*Set task*.
Give back the lines below word for word, changing nothing.

*Data for the task*.
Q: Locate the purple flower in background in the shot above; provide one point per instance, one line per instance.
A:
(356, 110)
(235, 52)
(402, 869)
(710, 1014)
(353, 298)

*Response*.
Q: Locate the purple flower in background in the shot above; provide one point per instance, one line per instance.
A:
(356, 110)
(235, 52)
(402, 869)
(710, 1014)
(353, 298)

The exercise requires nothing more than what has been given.